## Task objective
Output the data word for word, dropping every image.

## Provided records

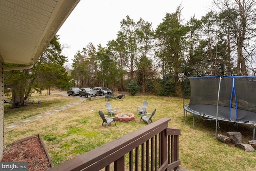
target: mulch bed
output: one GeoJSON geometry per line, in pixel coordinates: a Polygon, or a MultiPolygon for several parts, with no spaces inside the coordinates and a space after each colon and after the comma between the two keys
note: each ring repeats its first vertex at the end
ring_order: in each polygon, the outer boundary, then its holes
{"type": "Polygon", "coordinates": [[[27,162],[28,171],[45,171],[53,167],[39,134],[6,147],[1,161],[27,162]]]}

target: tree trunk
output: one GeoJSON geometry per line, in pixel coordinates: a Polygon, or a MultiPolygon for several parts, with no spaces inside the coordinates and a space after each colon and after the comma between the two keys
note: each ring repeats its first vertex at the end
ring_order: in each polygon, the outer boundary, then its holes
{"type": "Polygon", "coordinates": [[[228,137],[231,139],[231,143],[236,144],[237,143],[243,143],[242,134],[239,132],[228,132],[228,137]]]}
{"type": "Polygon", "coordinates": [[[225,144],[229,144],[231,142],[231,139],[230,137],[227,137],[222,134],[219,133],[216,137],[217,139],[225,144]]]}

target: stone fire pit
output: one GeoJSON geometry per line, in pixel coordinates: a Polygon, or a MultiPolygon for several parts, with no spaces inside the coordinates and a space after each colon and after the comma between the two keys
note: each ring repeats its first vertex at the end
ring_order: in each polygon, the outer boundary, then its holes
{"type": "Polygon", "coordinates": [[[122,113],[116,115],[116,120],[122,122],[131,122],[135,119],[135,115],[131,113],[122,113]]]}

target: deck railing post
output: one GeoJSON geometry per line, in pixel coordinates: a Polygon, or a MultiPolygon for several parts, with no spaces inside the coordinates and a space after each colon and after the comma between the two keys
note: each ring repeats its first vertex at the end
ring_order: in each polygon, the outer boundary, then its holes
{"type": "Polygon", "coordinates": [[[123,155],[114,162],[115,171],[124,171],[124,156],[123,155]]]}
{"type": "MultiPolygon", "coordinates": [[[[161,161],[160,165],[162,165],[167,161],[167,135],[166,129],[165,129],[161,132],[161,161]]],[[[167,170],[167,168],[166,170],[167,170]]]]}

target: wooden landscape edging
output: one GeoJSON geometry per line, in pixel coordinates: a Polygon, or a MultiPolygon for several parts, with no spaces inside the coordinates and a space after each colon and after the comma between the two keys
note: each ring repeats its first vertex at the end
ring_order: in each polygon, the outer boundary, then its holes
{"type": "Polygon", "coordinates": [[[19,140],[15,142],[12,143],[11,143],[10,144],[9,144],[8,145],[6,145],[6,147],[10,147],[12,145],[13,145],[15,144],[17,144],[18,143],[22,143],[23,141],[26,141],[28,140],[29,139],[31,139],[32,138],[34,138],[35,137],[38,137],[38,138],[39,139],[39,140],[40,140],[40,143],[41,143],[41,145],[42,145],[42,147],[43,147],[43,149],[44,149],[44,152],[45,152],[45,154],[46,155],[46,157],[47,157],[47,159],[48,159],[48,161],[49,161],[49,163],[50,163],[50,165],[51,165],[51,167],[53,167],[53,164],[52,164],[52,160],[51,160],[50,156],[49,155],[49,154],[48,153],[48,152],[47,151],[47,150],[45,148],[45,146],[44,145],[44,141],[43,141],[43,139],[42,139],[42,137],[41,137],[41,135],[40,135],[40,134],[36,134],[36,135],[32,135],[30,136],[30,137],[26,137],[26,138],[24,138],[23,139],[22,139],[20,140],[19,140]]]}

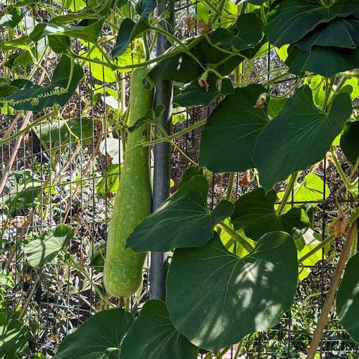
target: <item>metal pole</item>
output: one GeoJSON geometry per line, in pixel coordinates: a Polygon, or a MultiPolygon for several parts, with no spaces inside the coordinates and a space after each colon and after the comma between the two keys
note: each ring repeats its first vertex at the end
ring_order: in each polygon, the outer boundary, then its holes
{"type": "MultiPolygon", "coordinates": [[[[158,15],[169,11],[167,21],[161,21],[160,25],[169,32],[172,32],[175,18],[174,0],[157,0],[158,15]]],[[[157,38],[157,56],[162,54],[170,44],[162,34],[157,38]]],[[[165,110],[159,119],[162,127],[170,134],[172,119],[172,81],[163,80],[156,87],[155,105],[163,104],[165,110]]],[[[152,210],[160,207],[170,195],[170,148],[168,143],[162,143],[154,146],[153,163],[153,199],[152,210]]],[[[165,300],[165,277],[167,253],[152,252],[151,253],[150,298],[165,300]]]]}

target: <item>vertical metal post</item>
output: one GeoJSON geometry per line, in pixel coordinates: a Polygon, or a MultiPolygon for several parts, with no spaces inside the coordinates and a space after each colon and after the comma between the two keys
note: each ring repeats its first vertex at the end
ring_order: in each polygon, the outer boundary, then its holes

## Worked solution
target: mulch bed
output: one GeoJSON geometry per line, in pixel coordinates: a Polygon, or a MultiPolygon for several parts, with no spaces inside the coordinates and a space after each colon and after the comma between the two keys
note: each ring repeats its first vertex at the end
ring_order: in each polygon, the outer boundary, then its holes
{"type": "Polygon", "coordinates": [[[27,162],[28,171],[45,171],[53,167],[39,134],[6,147],[1,161],[27,162]]]}

target: tree trunk
output: one GeoJSON geometry per line, in pixel coordinates: a Polygon, or a MultiPolygon for several parts, with no spaces inside the coordinates and a space after each colon and after the comma between the two keys
note: each ring repeats its first vertex at the end
ring_order: in each polygon, the outer boundary, then its holes
{"type": "Polygon", "coordinates": [[[228,137],[231,139],[231,143],[236,144],[237,143],[243,143],[242,134],[239,132],[228,132],[228,137]]]}
{"type": "Polygon", "coordinates": [[[225,144],[229,144],[231,142],[231,139],[230,137],[227,137],[222,134],[219,133],[216,137],[217,139],[225,144]]]}

target: stone fire pit
output: one GeoJSON geometry per line, in pixel coordinates: a Polygon, or a MultiPolygon for several parts, with no spaces inside the coordinates and a space after each colon and after the comma between the two keys
note: each ring repeats its first vertex at the end
ring_order: in each polygon, the outer boundary, then its holes
{"type": "Polygon", "coordinates": [[[122,113],[116,115],[116,120],[122,122],[131,122],[135,119],[135,115],[131,113],[122,113]]]}

target: deck railing post
output: one GeoJSON geometry per line, in pixel coordinates: a Polygon, or a MultiPolygon for several parts, with no spaces inside the coordinates and a space after each colon and after the comma between the two keys
note: each ring repeats its first vertex at the end
ring_order: in each polygon, the outer boundary, then its holes
{"type": "Polygon", "coordinates": [[[123,155],[114,162],[115,171],[124,171],[124,156],[123,155]]]}
{"type": "MultiPolygon", "coordinates": [[[[161,161],[160,165],[162,165],[167,161],[167,135],[166,129],[165,129],[161,132],[161,161]]],[[[167,170],[167,168],[166,170],[167,170]]]]}

target: wooden landscape edging
output: one GeoJSON geometry per line, in pixel coordinates: a Polygon, or a MultiPolygon for several parts, with no spaces inside the coordinates and a space after each colon and after the comma between the two keys
note: each ring repeats its first vertex at the end
ring_order: in each polygon, the outer boundary, then its holes
{"type": "Polygon", "coordinates": [[[19,140],[15,142],[12,143],[11,143],[10,144],[9,144],[8,145],[6,145],[6,147],[10,147],[12,145],[13,145],[15,144],[17,144],[18,143],[22,143],[23,141],[26,141],[28,140],[29,139],[31,139],[32,138],[34,138],[35,137],[38,137],[38,138],[39,139],[39,140],[40,140],[40,143],[41,143],[41,145],[42,145],[42,147],[43,147],[43,149],[44,149],[44,152],[45,152],[45,154],[46,155],[46,157],[47,157],[47,159],[48,159],[48,161],[49,161],[49,163],[50,163],[50,165],[51,165],[51,167],[53,167],[53,164],[52,164],[52,160],[51,160],[50,156],[49,155],[49,154],[48,153],[48,152],[47,151],[47,150],[45,148],[45,146],[44,145],[44,141],[43,141],[43,139],[42,139],[42,137],[41,137],[41,135],[40,135],[40,134],[36,134],[36,135],[32,135],[30,136],[30,137],[26,137],[26,138],[24,138],[23,139],[22,139],[20,140],[19,140]]]}

target: <item>metal pole</item>
output: one GeoJSON geometry per line, in pixel coordinates: a Polygon, or a MultiPolygon for several parts, with no spaces inside the coordinates and a space after each colon and after the comma between the two keys
note: each ring repeats its first vertex at the end
ring_order: in each polygon, the outer boundary, then its holes
{"type": "MultiPolygon", "coordinates": [[[[158,15],[169,11],[167,21],[161,21],[160,25],[169,32],[172,32],[175,18],[174,0],[157,0],[158,15]]],[[[157,38],[157,56],[162,54],[170,44],[162,34],[157,38]]],[[[165,110],[159,119],[162,127],[170,134],[172,119],[172,81],[163,80],[156,87],[155,105],[163,104],[165,110]]],[[[152,210],[160,207],[170,195],[170,148],[168,143],[162,143],[154,146],[153,163],[153,199],[152,210]]],[[[165,300],[165,277],[167,253],[152,252],[151,253],[150,298],[165,300]]]]}

target: <item>vertical metal post</item>
output: one GeoJSON geometry per line, in pixel coordinates: a Polygon, or a MultiPolygon for several parts, with no spaces inside the coordinates and a space after each colon and after the comma between the two keys
note: each ring repeats its first vertex at the end
ring_order: in each polygon, the outer boundary, then its holes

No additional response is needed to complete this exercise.